-- Goal of the exercise --
Find all lines below containing the string "tractor" and return them.

-- Supplied records follows --

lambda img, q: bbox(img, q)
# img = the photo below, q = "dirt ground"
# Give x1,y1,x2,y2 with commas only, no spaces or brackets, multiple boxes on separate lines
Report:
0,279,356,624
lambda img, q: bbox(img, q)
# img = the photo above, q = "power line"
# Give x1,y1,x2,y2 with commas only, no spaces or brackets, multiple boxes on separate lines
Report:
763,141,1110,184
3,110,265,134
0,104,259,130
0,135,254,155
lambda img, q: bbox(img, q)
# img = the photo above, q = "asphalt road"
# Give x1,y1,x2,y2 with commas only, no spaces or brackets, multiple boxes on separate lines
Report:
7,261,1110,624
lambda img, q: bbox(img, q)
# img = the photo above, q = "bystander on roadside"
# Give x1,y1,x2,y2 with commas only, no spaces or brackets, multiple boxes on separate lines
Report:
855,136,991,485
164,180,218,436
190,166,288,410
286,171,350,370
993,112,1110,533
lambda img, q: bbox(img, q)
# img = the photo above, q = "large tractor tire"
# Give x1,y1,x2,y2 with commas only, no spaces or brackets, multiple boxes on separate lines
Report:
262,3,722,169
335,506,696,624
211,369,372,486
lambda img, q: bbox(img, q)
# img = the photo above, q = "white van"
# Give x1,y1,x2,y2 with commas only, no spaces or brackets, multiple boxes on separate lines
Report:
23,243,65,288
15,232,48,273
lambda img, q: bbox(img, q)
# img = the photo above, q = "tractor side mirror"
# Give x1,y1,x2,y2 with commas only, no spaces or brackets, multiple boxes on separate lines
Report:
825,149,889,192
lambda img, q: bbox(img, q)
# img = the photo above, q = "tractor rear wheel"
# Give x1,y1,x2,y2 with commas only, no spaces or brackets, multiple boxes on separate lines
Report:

-- Supplied records concluded --

-- Answer section --
# img = the photo above, q = "large tractor tire"
# img = the photo above, q = "tractor side mirror"
# img = the photo above, q = "tractor rear wheel"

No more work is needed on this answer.